→ **Exercise brief**
Can you give these entries again with every "innermost" changed to "most central" and nothing else altered?

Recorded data

————————

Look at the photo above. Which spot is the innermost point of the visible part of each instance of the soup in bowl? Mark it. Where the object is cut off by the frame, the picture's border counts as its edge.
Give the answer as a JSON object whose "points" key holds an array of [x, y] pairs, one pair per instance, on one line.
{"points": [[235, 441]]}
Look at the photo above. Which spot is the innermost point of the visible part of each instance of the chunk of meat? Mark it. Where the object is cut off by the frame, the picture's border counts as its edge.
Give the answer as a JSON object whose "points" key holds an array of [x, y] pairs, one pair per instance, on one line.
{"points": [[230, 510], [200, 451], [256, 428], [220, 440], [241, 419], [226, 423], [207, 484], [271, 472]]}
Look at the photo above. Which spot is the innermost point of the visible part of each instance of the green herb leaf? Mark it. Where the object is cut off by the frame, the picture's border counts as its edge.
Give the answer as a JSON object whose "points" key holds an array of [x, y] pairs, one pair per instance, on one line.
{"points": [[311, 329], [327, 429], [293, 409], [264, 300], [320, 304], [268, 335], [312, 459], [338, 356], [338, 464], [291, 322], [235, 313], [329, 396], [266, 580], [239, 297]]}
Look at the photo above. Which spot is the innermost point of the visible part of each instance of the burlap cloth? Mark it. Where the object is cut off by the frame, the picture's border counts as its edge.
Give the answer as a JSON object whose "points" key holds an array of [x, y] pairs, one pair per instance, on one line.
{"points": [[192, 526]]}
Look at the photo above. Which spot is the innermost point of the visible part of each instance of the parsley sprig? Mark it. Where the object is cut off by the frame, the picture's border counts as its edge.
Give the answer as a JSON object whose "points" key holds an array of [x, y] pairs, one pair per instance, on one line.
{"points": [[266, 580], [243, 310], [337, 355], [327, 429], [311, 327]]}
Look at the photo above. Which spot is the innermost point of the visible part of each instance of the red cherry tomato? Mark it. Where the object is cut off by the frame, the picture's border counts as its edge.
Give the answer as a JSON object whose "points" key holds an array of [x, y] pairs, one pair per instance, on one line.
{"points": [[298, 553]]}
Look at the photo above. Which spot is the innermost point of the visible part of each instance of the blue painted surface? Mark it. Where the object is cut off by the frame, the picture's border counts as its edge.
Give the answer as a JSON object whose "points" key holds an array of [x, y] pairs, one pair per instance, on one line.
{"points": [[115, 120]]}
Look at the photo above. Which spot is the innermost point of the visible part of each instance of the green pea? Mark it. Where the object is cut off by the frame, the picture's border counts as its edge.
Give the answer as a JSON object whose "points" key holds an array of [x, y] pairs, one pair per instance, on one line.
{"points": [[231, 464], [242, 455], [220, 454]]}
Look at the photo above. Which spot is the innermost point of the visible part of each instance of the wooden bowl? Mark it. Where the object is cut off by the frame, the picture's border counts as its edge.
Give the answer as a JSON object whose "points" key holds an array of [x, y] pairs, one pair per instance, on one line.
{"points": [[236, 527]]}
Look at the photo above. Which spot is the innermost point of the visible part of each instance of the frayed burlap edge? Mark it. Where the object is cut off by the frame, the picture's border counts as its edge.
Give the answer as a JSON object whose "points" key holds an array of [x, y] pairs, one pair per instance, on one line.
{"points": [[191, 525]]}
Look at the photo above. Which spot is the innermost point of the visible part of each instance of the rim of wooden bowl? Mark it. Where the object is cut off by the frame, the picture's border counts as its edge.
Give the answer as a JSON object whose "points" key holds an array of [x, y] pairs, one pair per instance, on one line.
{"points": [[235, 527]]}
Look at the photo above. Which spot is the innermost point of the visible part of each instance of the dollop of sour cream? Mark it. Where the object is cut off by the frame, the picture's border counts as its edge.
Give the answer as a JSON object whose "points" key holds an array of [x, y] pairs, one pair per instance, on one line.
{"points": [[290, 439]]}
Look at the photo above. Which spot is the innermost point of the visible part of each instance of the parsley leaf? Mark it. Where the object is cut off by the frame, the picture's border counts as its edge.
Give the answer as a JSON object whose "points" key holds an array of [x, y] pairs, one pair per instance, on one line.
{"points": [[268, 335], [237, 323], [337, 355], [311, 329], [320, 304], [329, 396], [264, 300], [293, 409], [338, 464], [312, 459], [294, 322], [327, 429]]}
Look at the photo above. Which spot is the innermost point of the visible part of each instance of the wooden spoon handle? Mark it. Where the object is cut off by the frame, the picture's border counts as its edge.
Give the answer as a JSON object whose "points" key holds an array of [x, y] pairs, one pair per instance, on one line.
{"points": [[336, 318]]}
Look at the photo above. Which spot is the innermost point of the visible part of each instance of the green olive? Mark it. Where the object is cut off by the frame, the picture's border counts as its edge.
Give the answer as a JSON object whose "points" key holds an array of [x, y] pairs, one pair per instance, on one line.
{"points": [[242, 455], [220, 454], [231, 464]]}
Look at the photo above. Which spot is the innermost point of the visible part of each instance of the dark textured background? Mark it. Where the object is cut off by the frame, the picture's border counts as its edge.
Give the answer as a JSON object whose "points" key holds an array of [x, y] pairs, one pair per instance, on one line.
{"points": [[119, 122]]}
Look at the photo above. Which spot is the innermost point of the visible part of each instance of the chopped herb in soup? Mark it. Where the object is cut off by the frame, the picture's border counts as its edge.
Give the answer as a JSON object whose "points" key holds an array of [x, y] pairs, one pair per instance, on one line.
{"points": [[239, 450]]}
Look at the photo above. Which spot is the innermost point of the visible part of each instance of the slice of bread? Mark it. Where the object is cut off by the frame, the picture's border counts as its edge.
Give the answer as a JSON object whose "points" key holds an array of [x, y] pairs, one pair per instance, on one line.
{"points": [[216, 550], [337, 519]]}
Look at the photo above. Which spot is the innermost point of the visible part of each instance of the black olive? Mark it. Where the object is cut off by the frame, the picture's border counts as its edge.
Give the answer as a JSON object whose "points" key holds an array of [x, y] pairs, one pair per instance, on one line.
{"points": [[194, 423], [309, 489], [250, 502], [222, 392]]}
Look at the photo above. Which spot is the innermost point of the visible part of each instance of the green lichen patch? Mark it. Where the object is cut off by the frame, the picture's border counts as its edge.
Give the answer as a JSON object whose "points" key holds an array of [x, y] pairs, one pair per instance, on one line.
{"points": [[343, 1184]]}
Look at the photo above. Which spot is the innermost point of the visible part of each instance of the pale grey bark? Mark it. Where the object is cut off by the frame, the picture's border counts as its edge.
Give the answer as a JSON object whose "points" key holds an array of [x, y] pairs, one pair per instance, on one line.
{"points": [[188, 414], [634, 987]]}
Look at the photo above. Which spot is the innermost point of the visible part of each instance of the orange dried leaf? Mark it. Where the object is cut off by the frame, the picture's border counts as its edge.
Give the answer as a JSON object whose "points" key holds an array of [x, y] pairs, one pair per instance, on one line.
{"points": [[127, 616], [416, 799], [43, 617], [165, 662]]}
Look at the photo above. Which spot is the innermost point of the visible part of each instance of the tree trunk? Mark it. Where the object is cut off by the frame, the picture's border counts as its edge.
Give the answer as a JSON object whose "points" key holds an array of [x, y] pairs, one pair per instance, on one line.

————————

→ **Worked solution**
Look at the photo above. Which spot is the most central point of the visible part of each instance of the soup in bowl? Mark it. Where the object is cut off by the frame, the picture's border counts as its edge.
Give the answer as a JSON object whose "points" key holds an array of [x, y] pairs, one pair per instance, on one line.
{"points": [[235, 441]]}
Look at the photo above. Which spot is the most central point of the visible part of each instance of the chunk of meat? Mark it. Where the object is cut off by the frame, the picture's border counts as its edge.
Give the answer as a JSON object whose "points" key holds an array of [x, y] pairs, one pair per instance, on one line.
{"points": [[230, 510], [200, 451], [256, 428], [220, 440], [241, 419], [226, 423], [207, 484], [271, 472]]}
Look at the photo above. Which spot is the most central point of the visible part of each instance of the green herb leaf? Mark it. Where the object is cut off by the frame, the picture's border counts as its edge.
Give the answer as a JSON object whose "points" key holds an array of [x, y] pairs, one pair per instance, on one line.
{"points": [[311, 329], [327, 429], [293, 409], [264, 300], [320, 304], [268, 335], [312, 459], [338, 356], [338, 464], [291, 322], [235, 313], [329, 396], [266, 580], [239, 297]]}
Look at the photo above. Which spot is the most central point of the visible part of each instance of the burlap cloth? Mark it. Where the object is cut off by the frame, the picture's border counts as its edge.
Give the answer as a JSON object whose "points" key holds an array of [x, y] pairs, one pair per instance, on one line.
{"points": [[192, 526]]}
Look at the photo above. Which spot is the most central point of the visible part of each instance of the parsley sprig? Mark it. Where the object is cut off by the frame, the picture's border counts as its edge.
Give the answer as a JSON object whose "points" key holds an array of [x, y] pairs, one pair per instance, on one line.
{"points": [[266, 580], [243, 310], [337, 355], [327, 429], [311, 327]]}
Look at the photo above. Which spot is the most central point of the visible part of each instance of the red cherry tomato? Mark it. Where the object is cut off by the frame, the picture's border counts as its edge.
Give the answer as a JSON object whose "points" key holds an array of [x, y] pairs, one pair per instance, on one line.
{"points": [[298, 553]]}
Look at the photo above. Which spot is the most central point of the visible part of each instance of the blue painted surface? Mark it. Where the object is cut off by the frame, the picture's border counts as its edge.
Give the answer as a JSON object whose "points" key holds an array of [x, y] pairs, one pair per instance, on one line.
{"points": [[115, 120]]}
Look at the photo above. Which spot is the most central point of the visible part of each instance of the green pea? Mark it. Where the object is cut off by the frame, the picture's border counts as its edge.
Give the answer as a JSON object whose "points" key holds an array of [x, y] pairs, one pair per instance, on one line.
{"points": [[231, 464], [242, 455], [220, 454]]}
Look at the photo above. Which spot is the most central point of the visible part of each instance of the wooden bowl? Mark it. Where the object is cut off by the frame, the picture's border counts as its edge.
Give the answer as a JSON object whose "points" key holds an array of [x, y] pairs, one pair per instance, on one line.
{"points": [[236, 527]]}
Look at the photo above. Which spot is the most central point of the visible part of each instance of the frayed burlap edge? Mark it. Where the object is cut off by the frame, the picture's border counts as its edge.
Give the answer as a JSON object whose "points" key holds an array of [x, y] pairs, one pair per instance, on one line.
{"points": [[191, 525]]}
Look at the photo above. Which spot is the most central point of the visible part of each instance of the rim of wooden bowl? Mark it. Where the object is cut off by the frame, the picture's border counts as its edge.
Give the answer as a JSON object whose "points" key holds an array of [x, y] pairs, one pair per instance, on one line.
{"points": [[235, 527]]}
Look at the photo above. Which spot is the most central point of the visible part of each instance of the dollop of sour cream? Mark it. Where the object is cut off by the frame, the picture's border counts as its edge.
Give the answer as a JSON object whose "points" key holds an array of [x, y] pairs, one pair per instance, on one line.
{"points": [[290, 439]]}
Look at the photo above. Which spot is the most central point of the visible part of each instance of the parsley leaf? Mark it. Where the object is cut off by the frame, the picture's border counts as its edge.
Give the answer as a JSON object whose "points" key holds an array of [x, y] pairs, one pair per instance, on one line.
{"points": [[268, 335], [237, 323], [337, 355], [311, 329], [320, 304], [329, 396], [264, 300], [293, 409], [338, 464], [312, 459], [294, 322], [327, 429]]}
Look at the photo above. Which spot is the most central point of the visible part of each instance of the wooden spoon handle? Mark it. Where the object is cut off by the frame, the picture's border counts as its edge.
Give the answer as a JSON object whose "points" key holds an array of [x, y] pairs, one pair per instance, on one line.
{"points": [[336, 318]]}
Look at the photo above. Which spot is the most central point of the visible part of each instance of the green olive? Mark it. Where the object is cut off by the frame, the picture's border counts as its edge.
Give the answer as a JSON object whose "points" key holds an array of [x, y] pairs, one pair per instance, on one line.
{"points": [[242, 455], [220, 454], [231, 464]]}
Look at the photo above. Which spot is the most central point of the visible part of each instance of the dark textured background? Mark it. Where the object is cut off by the frame, the picture's border counts as its edge.
Give the answer as a JSON object whose "points" key holds an array of [x, y] pairs, one pair per instance, on one line.
{"points": [[119, 122]]}
Look at the photo above. Which spot is the most central point of the visible part of each instance of the chopped herb in soup? Mark it. Where the object is cut off by the frame, the picture's border counts as its edge.
Give the answer as a JSON object whose "points" key holds an array of [x, y] pairs, one pair per instance, on one line.
{"points": [[239, 450]]}
Look at the photo above. Which spot is the most central point of the visible part of each instance of the slice of bread? Mark it. Where the object is cut off by the frame, the picture's border counts as its edge.
Give the answer as a JSON object whose "points" key holds an array of [x, y] pairs, one pair per instance, on one line.
{"points": [[216, 550], [337, 519]]}
Look at the photo above. Which spot is the most central point of the visible part of each instance of the black olive? Mark it. Where the object is cut off by the frame, the picture's border counts as its edge.
Give the answer as a JSON object whose "points" key holds an array of [x, y] pairs, one pair per instance, on one line.
{"points": [[194, 423], [309, 489], [250, 502], [222, 392]]}
Look at the photo above. Which spot is the most central point of the visible part of each instance of the green lichen patch? Mark it. Where the object is cut off by the frame, the picture's border counts as its edge.
Give the answer as a JSON object whose "points" key holds an array of [x, y] pairs, one pair per instance, on one line.
{"points": [[343, 1184]]}
Look at the photo above. Which spot is the most central point of the visible part of each instance of the pale grey bark? Mark it. Where the object is cut off by the frame, the picture's border counts as its edge.
Give the answer as a JSON object whose "points" key holds an array of [x, y] pairs, one pair per instance, on one line.
{"points": [[188, 414], [634, 987]]}
Look at the photo above. Which spot is the most central point of the visible part of each instance of the orange dried leaf? Mark it. Where the object is cut off by the frame, the picture's border counts as its edge.
Give the answer as a JSON object whose "points" key holds an array of [x, y] pairs, one pair per instance, on one line.
{"points": [[127, 616], [416, 799], [43, 617], [165, 662]]}
Look at the photo above. Which spot is the most central point of the visible part of each instance of the tree trunk? Mark it. Where the object is cut off by the frame, the picture's border counts as its edge.
Give the answer as a JSON object whose "points" key holds an array of [x, y] pairs, one pair per instance, on one line.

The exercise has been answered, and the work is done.